Tasks to carry out>
- A) Copy from the teaching journal entry, word for word, the passage from "After four years..." up to and including "improve my teaching.".
- B) In the teaching journal entry, where did the writer expect to save money by staying with their parents?

Document segment>
########
After four years...
since my last entry in my student journal, I feel like I am back to square 1. I was re-reading my accounts and I am amazed at the level of reflection I had when I was still a new teacher, and how much determination I had to really improve my teaching.
Not that I am not determined now, but more of I am taking my years of teaching experience for granted. Despite being a teacher for some years, I think I still ought to teach as if I were still a new teacher. I ought to still continue looking for means and ways to prop up my classes and motivate my students more. I think I have just become more "result" oriented rather than method oriented.
In a new school
Here I am also after five years, in a new school. I left Rosehill thinking that i could save more money if I stay with my parents in Sta. Rosa where I won't be too concerned for my laundry, food, and shelter expenses. I never thought I'd blend in in La Salle Canlubang. I have to admit, I got a it intimidated by the college students I saw during summer. I also got initimidated by the teachers who observed me when I did my demo teaching. I thought I'd get a culture-shock from teaching in an exclusive girls' school to a semi-elite co-ed provincial school.
########
Raw records>
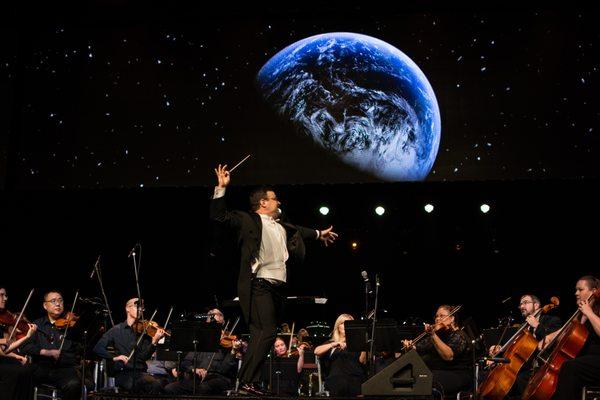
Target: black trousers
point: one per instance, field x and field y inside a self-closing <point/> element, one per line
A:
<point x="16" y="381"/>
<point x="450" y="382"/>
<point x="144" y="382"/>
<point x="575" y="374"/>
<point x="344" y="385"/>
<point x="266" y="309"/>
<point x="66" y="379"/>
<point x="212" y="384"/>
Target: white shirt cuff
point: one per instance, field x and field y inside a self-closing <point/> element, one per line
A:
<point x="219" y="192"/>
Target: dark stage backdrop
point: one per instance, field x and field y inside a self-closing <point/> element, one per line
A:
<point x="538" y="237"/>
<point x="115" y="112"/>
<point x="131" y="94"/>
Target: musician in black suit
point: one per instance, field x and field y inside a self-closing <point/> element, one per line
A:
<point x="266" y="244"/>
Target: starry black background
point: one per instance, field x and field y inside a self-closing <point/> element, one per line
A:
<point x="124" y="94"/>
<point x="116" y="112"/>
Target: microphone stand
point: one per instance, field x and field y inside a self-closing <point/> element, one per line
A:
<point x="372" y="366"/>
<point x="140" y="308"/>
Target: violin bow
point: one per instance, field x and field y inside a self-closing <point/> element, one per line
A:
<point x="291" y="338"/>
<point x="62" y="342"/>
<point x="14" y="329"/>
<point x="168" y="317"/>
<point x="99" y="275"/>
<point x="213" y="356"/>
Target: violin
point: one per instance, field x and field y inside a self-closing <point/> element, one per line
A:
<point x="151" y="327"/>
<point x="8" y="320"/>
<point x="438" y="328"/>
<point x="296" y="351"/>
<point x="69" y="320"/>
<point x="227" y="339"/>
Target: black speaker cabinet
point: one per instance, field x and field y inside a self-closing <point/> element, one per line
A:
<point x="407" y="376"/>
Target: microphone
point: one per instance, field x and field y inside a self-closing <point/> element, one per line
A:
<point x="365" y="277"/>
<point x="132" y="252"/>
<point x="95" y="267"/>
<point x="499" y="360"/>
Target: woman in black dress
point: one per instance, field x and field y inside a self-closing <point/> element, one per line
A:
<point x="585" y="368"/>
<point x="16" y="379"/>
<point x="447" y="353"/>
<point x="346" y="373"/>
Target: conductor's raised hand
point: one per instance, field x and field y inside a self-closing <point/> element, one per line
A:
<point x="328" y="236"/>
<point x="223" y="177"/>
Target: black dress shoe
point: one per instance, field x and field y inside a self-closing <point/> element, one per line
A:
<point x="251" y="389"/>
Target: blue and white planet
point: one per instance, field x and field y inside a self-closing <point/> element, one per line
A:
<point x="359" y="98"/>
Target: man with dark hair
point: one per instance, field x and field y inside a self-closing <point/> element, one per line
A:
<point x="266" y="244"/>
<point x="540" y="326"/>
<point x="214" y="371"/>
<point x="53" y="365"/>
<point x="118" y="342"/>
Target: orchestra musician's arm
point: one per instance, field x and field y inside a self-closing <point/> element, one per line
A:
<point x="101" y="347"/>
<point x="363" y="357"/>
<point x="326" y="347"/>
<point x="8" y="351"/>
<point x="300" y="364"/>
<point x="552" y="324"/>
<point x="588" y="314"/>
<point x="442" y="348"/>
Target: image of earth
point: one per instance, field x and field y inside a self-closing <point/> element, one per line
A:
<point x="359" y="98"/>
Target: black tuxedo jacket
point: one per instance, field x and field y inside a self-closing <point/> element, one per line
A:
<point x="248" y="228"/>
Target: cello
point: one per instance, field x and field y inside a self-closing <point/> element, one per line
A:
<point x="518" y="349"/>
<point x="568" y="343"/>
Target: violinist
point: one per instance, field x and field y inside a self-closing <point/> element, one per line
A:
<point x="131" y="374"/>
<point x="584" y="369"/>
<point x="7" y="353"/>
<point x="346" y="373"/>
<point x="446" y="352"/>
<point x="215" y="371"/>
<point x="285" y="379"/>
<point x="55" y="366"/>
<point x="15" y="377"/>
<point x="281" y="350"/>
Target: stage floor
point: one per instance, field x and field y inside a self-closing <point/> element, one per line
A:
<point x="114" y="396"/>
########
Final results>
- A)
After four years...
since my last entry in my student journal, I feel like I am back to square 1. I was re-reading my accounts and I am amazed at the level of reflection I had when I was still a new teacher, and how much determination I had to really improve my teaching.

- B) In Sta. Rosa.